**Text shown**
## begin
Weighted Fair Queuing

Weighted Fair Queuing
Weighted Fair Queuing (WFQ) attempts to address some of the failing of
FIFO and Priority queuing by allowing all traffic some access to the interface.
Some characteristics of WFQ include:
■ Queues traffic by flow or conversation.
■ Flows are identified by header information, such as source and destination
IP address, protocol, source and destination ports, and type of
service field value. These are used by a hash algorithm to create a
queue index number.
■ Each interface has a limited number of WFQ queues. Default for most
interfaces is 256; it can be configured from 16–4096.
■ If the number of flows exceeds the number of queues, multiple flows
are placed in the same queue, resulting in less bandwidth per flow.
■ Provides queues for system traffic and RSVP traffic separate from the
WFQ queues.
■ Traffic is weighted by flow, based on IP precedence.
■ WFQ schedules small interactive flows before high-bandwidth flows.
■ Allows lower-weighted flows relatively more bandwidth than higherweighted
conversations.
■ Drops packets from high-volume flows more aggressively than those
of low-volume flows.
■ The hold-queue limit determines how many packets can be held in the
WFQ system before all new packets are dropped (tail drop). The
default is 1000.
## end
**Record extracts**
## begin
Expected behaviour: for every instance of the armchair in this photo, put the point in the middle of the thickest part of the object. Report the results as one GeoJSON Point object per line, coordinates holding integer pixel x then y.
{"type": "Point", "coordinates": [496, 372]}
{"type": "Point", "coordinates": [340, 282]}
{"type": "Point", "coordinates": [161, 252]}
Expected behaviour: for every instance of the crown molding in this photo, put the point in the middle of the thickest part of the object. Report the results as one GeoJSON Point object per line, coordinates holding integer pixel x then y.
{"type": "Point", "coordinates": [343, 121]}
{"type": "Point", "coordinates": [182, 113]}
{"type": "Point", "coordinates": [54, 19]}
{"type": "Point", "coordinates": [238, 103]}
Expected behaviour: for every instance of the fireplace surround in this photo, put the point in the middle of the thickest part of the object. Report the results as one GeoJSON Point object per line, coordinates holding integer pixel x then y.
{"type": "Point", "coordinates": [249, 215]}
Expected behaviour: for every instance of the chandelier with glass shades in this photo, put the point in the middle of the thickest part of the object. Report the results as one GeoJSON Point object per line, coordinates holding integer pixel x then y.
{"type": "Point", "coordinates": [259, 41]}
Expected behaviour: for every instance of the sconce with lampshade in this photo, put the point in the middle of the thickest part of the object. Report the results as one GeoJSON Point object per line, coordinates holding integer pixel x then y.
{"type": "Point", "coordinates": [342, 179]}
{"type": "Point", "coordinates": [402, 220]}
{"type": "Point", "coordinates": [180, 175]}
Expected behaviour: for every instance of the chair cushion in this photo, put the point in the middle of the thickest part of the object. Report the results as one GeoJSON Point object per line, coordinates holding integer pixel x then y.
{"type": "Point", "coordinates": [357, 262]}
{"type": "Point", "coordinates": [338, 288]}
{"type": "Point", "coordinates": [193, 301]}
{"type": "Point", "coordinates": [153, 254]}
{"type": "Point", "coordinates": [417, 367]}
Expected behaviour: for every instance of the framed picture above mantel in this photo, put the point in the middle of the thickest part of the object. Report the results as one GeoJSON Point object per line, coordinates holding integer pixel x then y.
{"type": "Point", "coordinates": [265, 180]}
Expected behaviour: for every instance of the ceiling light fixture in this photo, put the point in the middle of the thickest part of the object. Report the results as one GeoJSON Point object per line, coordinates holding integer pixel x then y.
## end
**Challenges**
a. Copy the WFQ passage word for word, everything from "Some characteristics of" down to "on IP precedence.".
b. Find every line in the records that contains the string "light" and copy each of those lines out in full.

**Answers to each task**
a.
Some characteristics of WFQ include:
■ Queues traffic by flow or conversation.
■ Flows are identified by header information, such as source and destination
IP address, protocol, source and destination ports, and type of
service field value. These are used by a hash algorithm to create a
queue index number.
■ Each interface has a limited number of WFQ queues. Default for most
interfaces is 256; it can be configured from 16–4096.
■ If the number of flows exceeds the number of queues, multiple flows
are placed in the same queue, resulting in less bandwidth per flow.
■ Provides queues for system traffic and RSVP traffic separate from the
WFQ queues.
■ Traffic is weighted by flow, based on IP precedence.

b.
Expected behaviour: for every instance of the ceiling light fixture in this photo, put the point in the middle of the thickest part of the object. Report the results as one GeoJSON Point object per line, coordinates holding integer pixel x then y.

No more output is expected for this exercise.